---- Supplied information
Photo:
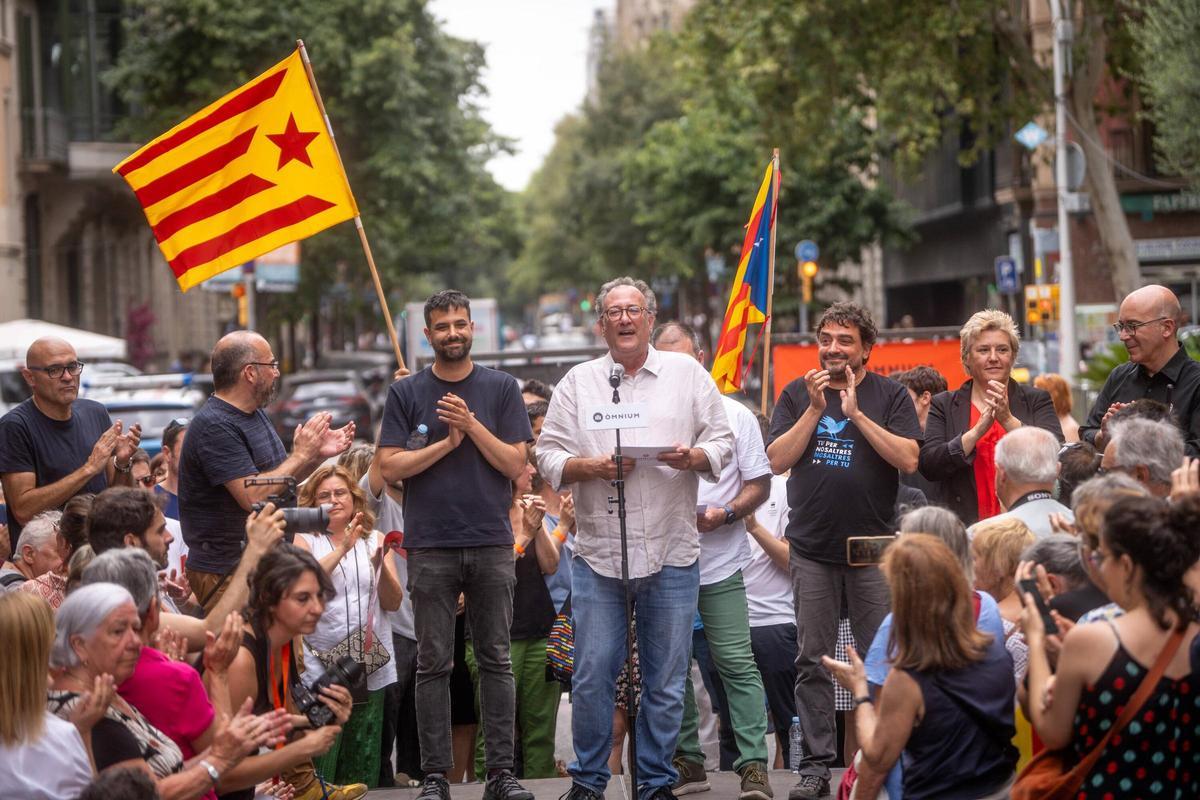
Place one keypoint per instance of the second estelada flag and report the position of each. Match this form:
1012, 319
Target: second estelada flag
250, 173
749, 296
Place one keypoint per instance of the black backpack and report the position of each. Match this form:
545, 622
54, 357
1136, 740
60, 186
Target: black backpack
11, 579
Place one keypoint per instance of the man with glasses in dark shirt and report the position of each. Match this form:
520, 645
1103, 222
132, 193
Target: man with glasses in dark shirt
1159, 368
228, 440
55, 445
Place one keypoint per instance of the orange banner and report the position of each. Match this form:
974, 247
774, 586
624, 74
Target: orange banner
791, 361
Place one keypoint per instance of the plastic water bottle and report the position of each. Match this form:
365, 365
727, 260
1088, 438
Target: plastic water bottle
419, 438
795, 746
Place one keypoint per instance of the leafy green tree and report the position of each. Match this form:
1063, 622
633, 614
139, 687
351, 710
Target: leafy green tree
1165, 37
403, 98
917, 70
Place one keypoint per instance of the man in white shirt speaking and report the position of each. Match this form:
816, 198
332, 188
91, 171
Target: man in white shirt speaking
682, 423
724, 552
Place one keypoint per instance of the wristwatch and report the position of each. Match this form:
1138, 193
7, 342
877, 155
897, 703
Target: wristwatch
211, 770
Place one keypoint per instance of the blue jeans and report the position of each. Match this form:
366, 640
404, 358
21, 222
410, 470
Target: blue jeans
666, 605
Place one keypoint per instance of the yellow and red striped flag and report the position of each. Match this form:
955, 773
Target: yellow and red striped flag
750, 294
252, 172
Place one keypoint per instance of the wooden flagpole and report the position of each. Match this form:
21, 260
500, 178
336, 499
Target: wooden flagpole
771, 281
358, 220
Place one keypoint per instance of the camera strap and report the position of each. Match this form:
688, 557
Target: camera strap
277, 696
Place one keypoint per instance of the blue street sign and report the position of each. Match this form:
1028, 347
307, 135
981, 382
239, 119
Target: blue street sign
807, 251
1031, 136
1007, 280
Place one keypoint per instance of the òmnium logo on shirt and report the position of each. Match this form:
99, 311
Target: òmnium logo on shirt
832, 450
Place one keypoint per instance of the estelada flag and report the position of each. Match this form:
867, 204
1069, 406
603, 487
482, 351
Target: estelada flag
250, 173
751, 286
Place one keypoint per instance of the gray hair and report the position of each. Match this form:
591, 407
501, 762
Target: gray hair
40, 530
81, 614
946, 525
1153, 444
1029, 455
652, 305
130, 567
1103, 486
1059, 553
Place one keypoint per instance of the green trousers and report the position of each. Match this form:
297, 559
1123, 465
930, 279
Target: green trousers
354, 757
723, 608
537, 711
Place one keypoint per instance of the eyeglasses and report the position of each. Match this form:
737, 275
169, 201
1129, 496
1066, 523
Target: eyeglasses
55, 370
1132, 328
615, 313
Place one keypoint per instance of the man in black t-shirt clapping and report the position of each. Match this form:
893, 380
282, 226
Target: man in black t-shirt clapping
846, 434
457, 480
57, 445
228, 440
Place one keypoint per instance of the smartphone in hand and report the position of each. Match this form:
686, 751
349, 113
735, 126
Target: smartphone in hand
1030, 585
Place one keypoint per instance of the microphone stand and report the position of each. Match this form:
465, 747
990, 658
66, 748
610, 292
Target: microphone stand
630, 708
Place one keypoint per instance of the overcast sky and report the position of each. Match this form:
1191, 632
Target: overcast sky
537, 68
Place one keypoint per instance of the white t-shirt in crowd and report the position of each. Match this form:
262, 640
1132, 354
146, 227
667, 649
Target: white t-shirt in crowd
724, 551
389, 517
53, 767
769, 588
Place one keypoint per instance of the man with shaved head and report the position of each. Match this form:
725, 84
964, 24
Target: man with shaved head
55, 445
1159, 368
228, 440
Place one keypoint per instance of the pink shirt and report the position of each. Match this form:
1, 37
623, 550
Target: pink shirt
172, 697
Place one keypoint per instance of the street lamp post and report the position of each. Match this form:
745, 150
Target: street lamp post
1068, 346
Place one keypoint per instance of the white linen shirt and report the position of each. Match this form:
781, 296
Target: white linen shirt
725, 549
684, 408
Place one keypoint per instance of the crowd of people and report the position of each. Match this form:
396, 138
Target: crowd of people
235, 620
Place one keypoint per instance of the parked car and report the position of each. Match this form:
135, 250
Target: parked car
341, 392
154, 410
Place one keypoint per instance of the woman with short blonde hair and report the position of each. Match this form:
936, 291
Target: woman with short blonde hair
964, 426
41, 756
947, 703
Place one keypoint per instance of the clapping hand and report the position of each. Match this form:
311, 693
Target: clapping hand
127, 444
1186, 479
850, 396
816, 382
171, 643
91, 707
221, 650
852, 674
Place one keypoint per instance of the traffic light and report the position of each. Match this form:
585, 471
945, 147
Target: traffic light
807, 271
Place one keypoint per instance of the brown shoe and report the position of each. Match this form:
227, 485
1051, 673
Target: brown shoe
348, 792
693, 777
755, 785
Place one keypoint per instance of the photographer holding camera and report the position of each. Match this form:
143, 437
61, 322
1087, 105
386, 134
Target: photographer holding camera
288, 593
232, 439
352, 553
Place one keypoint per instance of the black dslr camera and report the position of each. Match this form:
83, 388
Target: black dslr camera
295, 521
345, 672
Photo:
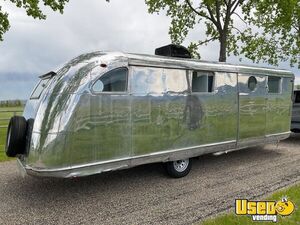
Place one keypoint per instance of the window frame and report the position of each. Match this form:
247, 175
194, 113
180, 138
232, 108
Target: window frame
110, 92
279, 84
295, 94
213, 83
255, 88
37, 85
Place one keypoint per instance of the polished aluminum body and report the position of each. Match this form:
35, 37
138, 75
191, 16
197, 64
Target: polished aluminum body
78, 132
295, 126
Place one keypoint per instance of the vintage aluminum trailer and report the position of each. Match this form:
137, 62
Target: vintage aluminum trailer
295, 125
107, 110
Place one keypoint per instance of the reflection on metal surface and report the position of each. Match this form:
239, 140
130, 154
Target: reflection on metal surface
159, 118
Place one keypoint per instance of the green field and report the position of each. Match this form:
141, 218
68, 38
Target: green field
4, 119
292, 193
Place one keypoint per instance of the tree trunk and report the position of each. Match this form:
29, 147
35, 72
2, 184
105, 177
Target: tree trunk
223, 47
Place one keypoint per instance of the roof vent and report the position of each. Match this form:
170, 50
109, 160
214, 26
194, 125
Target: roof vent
173, 51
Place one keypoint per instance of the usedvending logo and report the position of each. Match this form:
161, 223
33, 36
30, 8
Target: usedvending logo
264, 210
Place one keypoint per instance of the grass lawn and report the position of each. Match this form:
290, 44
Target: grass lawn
292, 193
6, 116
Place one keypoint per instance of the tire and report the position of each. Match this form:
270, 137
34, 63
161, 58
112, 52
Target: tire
16, 136
178, 168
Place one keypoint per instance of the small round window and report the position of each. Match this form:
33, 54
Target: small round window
252, 82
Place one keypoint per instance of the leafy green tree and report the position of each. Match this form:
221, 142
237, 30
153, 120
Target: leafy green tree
268, 30
217, 16
278, 36
32, 8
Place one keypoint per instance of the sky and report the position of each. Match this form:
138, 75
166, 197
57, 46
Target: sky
34, 47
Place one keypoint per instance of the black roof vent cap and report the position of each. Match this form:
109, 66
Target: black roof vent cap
173, 50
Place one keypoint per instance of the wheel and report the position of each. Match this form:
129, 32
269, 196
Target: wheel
178, 168
16, 136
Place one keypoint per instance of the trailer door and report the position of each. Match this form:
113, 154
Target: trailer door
252, 108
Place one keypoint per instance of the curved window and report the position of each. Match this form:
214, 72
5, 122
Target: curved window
252, 82
274, 84
203, 81
112, 81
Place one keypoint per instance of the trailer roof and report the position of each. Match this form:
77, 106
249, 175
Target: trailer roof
181, 63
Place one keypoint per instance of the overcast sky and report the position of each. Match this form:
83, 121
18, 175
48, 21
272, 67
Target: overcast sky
33, 47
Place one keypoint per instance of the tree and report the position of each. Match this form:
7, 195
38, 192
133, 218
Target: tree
32, 8
217, 16
278, 36
270, 27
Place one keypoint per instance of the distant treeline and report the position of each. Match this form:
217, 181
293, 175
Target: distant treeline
12, 103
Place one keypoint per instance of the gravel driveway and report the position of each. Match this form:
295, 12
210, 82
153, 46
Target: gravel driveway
145, 195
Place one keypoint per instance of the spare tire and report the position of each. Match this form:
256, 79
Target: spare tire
16, 136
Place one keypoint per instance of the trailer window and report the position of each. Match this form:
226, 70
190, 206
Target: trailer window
297, 96
113, 81
202, 81
252, 82
274, 84
39, 88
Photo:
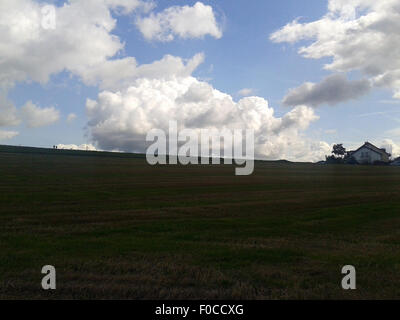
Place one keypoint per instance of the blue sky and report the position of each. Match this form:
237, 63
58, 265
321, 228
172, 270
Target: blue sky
244, 57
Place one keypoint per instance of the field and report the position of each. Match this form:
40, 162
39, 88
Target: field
115, 227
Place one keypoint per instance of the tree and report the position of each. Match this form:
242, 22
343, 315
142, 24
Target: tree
339, 150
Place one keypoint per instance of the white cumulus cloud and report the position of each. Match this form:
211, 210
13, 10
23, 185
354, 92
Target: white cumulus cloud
361, 35
185, 22
120, 119
36, 117
5, 135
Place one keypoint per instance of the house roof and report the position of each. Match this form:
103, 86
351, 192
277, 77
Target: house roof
370, 146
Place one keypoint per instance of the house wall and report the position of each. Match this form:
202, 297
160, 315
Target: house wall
365, 155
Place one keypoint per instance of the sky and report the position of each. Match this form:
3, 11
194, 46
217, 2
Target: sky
100, 74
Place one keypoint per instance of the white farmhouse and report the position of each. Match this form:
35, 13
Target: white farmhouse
368, 154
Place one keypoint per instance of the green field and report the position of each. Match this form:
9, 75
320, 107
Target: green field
115, 227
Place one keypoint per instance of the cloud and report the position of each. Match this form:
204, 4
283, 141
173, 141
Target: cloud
81, 43
184, 22
5, 135
332, 90
120, 119
246, 92
8, 112
360, 35
86, 147
36, 117
392, 147
71, 117
330, 131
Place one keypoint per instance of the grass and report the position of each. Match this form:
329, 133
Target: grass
116, 228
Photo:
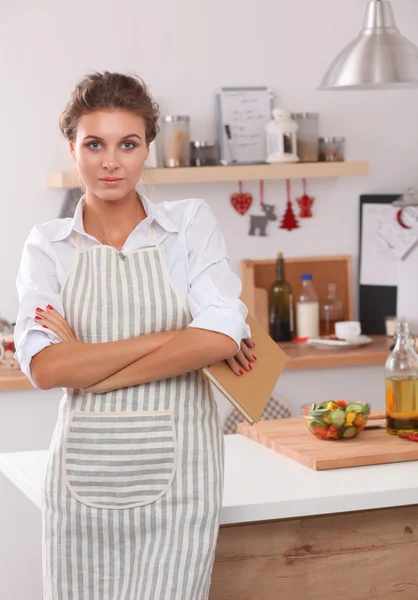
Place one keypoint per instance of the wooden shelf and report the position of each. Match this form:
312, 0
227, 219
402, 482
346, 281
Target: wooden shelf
231, 173
11, 379
303, 356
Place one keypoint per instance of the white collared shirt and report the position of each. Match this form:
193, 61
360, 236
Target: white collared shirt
192, 246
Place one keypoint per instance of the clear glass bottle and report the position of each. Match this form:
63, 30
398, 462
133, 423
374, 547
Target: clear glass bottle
332, 310
401, 373
307, 309
281, 305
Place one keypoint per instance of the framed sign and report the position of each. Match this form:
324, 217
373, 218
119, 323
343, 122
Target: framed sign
242, 115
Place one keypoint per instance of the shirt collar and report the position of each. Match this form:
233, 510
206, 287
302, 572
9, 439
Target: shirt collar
155, 212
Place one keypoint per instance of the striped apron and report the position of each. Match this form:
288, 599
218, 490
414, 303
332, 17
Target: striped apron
133, 484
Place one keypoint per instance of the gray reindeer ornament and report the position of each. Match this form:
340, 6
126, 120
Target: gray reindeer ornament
258, 223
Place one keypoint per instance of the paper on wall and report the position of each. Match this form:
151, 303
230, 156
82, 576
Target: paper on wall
400, 240
407, 293
379, 265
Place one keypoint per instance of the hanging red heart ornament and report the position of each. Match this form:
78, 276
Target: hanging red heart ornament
241, 201
305, 203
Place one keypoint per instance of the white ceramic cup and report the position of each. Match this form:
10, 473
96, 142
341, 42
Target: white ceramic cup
346, 330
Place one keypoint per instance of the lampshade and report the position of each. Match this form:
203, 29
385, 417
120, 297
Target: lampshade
379, 58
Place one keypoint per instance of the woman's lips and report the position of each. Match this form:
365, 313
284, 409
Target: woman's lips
110, 182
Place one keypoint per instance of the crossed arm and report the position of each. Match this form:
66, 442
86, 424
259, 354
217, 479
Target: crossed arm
107, 366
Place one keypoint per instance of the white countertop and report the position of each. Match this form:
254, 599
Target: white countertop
261, 484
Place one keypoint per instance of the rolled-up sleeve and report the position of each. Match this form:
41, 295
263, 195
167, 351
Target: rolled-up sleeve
37, 285
214, 289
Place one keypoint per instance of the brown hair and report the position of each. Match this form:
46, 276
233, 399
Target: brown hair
99, 91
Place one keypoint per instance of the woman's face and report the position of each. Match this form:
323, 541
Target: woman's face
110, 144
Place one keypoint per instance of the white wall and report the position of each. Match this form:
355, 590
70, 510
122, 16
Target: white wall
184, 50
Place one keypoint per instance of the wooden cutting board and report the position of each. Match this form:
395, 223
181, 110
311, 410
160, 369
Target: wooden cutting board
292, 438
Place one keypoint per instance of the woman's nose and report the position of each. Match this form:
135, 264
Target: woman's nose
110, 160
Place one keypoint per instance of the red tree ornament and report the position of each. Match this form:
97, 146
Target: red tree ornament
305, 203
289, 220
241, 201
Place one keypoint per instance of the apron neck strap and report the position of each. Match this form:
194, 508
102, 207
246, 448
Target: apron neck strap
154, 235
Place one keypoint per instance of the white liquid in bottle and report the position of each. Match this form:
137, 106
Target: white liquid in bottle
307, 309
307, 319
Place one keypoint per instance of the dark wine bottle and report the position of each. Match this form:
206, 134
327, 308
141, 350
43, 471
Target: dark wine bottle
281, 306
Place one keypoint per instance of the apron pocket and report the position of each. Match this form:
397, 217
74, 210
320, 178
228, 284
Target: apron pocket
119, 460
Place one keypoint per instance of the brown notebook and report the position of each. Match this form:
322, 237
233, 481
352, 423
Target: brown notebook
249, 393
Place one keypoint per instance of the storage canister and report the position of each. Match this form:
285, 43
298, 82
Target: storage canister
331, 149
307, 136
203, 153
176, 141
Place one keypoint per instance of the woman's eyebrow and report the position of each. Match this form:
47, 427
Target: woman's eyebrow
96, 137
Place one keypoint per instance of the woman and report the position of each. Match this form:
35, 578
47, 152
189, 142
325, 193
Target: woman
122, 306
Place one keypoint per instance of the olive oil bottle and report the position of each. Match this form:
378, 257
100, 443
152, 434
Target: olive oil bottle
281, 305
402, 384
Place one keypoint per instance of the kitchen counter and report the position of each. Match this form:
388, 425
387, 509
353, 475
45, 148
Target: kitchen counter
301, 357
286, 529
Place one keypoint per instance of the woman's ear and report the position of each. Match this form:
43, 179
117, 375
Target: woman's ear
72, 148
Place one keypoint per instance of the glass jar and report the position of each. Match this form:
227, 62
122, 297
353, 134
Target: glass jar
307, 309
307, 136
331, 149
176, 141
203, 154
401, 373
332, 311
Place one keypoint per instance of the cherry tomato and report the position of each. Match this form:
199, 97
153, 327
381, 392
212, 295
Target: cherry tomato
342, 403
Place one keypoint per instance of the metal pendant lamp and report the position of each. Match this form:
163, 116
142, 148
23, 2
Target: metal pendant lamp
379, 58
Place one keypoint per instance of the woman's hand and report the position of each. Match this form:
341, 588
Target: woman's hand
53, 320
243, 358
98, 388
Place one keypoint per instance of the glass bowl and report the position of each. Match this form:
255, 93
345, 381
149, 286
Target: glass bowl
336, 419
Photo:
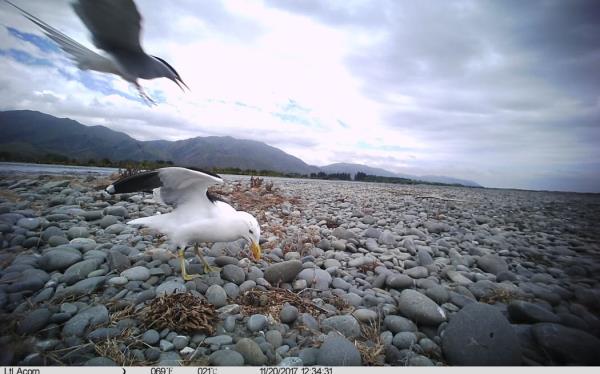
--------
Count the lines in the material above that contain the string "apron", treating uppercase and lowercase as different, and reply with that number alone.

6